Objective 1:
Reproduce word for word the part of the semidirect product text that opens with the words containing "The semidirect product" and closes with "for $i=1, 2$.".
Objective 2:
In the semidirect product text, what is the underlying set of the group $A \rtimes_{\phi} B$?

Excerpted text:
## START
# Isomorphism Criterion of Semidirect Product of Groups

## Problem 113

Let $A$, $B$ be groups. Let $\phi:B \to \Aut(A)$ be a group homomorphism.

The semidirect product $A \rtimes_{\phi} B$ with respect to $\phi$ is a group whose underlying set is $A \times B$ with group operation

\[(a_1, b_1)\cdot (a_2, b_2)=(a_1\phi(b_1)(a_2), b_1b_2),\]
where $a_i \in A, b_i \in B$ for $i=1, 2$.

Let $f: A \to A’$ and $g:B \to B’$ be group isomorphisms. Define $\phi’: B’\to \Aut(A’)$ by sending $b’ \in B’$ to $f\circ \phi(g^{-1}(b’))\circ f^{-1}$.

\[\require{AMScd}

\begin{CD}

B @>{\phi}>> \Aut(A)\\

@A{g^{-1}}AA @VV{\sigma_f}V \\

B’ @>{\phi’}>> \Aut(A’)

\end{CD}\]
Here $\sigma_f:\Aut(A) \to \Aut(A’)$ is defined by $ \alpha \in \Aut(A) \mapsto f\alpha f^{-1}\in \Aut(A’)$.

Then show that

\[A \rtimes_{\phi} B \cong A’ \rtimes_{\phi’} B’.\]

## Proof.

Define $\Psi: A \rtimes_{\phi} B \to A’ \rtimes_{\phi’} B’$ by

\[(a,b) \mapsto (f(a), g(b))\]
for $(a,b)\in A \rtimes_{\phi} B$.

We show that this is a group isomorphism. Since $f, g$ are group isomorphisms, it suffices to show that $\Psi$ is a group homomorphism.

Let $(a_1,b_1), (a_2, b_2) \in A \rtimes_{\phi} B$. We compute the product in $A\rtimes_{\phi} B$ is

\[(a_1,b_1)\cdot(a_2, b_2)=(a_1\phi(b_1)(a_2), b_1 b_2).\]
Thus we have

\begin{align*}

\Psi\left( (a_1,b_1)\cdot(a_2, b_2) \right) &= \Psi\left( (a_1\phi(b_1)(a_2), b_1 b_2) \right)\\

&=\bigg(f \big(a_1\phi(b_1)(a_2) \big), g(b_1 b_2) \bigg). \tag{*}

\end{align*}

On the other hand, we have

\begin{align*}

\Psi \left( (a_1, b_1) \right) \cdot \Psi \left( (a_2, b_2) \right) &=

(f(a_1), g(b_1)) \cdot (f(a_2), g(b_2)).\\

&=\bigg(f(a_1) \phi’\big(g(b_1))(f(a_2) \big), g(b_1)g(b_2) \bigg) \tag{**}

\end{align*}

Here we used group operation in $A’\rtimes_{\phi’} B’$ in the second equality.
## END
Given entries:
## START
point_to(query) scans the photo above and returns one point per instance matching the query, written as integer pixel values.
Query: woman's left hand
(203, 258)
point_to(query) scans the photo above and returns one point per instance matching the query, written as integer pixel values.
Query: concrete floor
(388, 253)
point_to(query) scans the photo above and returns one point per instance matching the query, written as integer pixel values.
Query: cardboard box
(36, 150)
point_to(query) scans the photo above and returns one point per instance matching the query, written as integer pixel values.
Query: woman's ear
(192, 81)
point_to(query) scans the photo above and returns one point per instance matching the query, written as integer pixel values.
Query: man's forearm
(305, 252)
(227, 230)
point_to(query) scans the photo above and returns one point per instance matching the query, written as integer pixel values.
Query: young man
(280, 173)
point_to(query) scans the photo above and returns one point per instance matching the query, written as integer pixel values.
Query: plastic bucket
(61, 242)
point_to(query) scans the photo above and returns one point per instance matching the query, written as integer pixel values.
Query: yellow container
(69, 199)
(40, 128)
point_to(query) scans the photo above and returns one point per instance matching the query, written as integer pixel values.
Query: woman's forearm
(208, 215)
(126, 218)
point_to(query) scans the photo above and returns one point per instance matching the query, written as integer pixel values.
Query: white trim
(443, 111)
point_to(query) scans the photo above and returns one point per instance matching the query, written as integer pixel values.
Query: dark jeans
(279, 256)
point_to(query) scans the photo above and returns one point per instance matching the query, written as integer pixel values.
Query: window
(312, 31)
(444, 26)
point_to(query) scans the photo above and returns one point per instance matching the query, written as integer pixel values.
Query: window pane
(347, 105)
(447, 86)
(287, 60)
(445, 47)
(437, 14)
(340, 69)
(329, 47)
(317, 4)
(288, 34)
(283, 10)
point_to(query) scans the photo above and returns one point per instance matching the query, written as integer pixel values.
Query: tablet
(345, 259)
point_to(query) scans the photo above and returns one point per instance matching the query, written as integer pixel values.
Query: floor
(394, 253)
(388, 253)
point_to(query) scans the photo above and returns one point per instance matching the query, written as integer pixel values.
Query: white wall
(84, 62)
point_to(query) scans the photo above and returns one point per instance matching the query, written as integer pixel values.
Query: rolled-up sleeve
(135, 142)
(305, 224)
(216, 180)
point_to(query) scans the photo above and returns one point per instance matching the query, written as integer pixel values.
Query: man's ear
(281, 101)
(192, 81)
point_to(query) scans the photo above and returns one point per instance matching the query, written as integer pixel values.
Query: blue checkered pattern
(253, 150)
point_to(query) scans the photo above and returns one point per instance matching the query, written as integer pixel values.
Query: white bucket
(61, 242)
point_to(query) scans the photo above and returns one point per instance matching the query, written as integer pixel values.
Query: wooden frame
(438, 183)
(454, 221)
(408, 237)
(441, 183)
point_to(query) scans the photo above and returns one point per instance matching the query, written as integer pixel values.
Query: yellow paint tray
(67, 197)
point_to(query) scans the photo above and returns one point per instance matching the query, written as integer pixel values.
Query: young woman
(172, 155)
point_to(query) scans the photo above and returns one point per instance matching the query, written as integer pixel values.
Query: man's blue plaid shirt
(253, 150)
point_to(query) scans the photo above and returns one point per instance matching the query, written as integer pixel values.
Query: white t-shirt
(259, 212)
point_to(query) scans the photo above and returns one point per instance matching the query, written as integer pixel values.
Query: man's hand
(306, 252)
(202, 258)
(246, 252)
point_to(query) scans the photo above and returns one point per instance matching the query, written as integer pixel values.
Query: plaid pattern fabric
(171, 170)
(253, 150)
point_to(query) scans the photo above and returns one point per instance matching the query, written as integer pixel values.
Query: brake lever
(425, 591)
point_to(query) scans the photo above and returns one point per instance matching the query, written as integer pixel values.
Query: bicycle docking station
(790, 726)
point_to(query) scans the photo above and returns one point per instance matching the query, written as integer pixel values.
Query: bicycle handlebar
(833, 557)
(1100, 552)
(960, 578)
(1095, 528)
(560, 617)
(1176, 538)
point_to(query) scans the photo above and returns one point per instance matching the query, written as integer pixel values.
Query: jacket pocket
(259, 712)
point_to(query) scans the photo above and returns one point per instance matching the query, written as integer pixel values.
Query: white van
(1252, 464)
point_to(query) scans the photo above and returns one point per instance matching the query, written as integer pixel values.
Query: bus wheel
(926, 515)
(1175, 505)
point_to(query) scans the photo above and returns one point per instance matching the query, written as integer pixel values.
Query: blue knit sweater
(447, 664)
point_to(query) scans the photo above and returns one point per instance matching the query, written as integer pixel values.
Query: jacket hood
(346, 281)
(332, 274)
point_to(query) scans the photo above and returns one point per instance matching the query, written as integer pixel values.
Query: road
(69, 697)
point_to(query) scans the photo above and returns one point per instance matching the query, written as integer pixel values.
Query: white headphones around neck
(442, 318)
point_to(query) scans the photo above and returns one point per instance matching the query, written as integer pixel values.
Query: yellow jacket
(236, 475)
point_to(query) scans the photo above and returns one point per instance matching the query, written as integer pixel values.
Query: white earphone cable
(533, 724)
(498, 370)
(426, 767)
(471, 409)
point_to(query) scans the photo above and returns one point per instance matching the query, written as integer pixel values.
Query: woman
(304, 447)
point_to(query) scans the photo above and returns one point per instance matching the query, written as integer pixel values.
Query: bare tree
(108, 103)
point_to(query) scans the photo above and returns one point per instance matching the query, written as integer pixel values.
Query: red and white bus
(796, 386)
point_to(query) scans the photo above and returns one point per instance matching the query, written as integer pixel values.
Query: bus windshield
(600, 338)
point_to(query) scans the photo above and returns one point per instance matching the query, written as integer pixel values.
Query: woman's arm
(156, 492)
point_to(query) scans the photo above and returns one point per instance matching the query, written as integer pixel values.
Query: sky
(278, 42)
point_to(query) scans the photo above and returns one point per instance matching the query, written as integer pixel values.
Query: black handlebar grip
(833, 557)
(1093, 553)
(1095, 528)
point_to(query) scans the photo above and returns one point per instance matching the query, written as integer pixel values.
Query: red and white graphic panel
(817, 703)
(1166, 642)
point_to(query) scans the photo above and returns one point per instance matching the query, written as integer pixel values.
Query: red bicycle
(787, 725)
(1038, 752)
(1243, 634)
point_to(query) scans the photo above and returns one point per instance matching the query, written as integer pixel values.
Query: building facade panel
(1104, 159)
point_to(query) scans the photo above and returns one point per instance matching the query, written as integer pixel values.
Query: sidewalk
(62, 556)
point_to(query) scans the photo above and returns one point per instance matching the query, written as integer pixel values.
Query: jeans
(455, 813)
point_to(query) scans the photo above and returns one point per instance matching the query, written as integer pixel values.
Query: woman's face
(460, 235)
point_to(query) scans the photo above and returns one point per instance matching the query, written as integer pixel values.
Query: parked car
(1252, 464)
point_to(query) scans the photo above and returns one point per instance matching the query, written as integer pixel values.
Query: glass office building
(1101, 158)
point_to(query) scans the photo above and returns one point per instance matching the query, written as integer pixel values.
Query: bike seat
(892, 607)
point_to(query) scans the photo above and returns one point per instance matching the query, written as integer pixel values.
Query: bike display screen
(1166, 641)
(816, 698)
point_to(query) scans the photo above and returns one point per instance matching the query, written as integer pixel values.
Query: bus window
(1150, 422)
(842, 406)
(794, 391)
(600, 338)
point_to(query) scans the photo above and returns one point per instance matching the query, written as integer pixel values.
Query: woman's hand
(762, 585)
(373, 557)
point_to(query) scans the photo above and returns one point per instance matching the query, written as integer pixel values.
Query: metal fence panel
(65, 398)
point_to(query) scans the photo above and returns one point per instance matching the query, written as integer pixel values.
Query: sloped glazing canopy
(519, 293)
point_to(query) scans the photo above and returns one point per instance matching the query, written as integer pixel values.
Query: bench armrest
## END
Full output 1:
The semidirect product $A \rtimes_{\phi} B$ with respect to $\phi$ is a group whose underlying set is $A \times B$ with group operation

\[(a_1, b_1)\cdot (a_2, b_2)=(a_1\phi(b_1)(a_2), b_1b_2),\]
where $a_i \in A, b_i \in B$ for $i=1, 2$.

Full output 2:
$A \times B$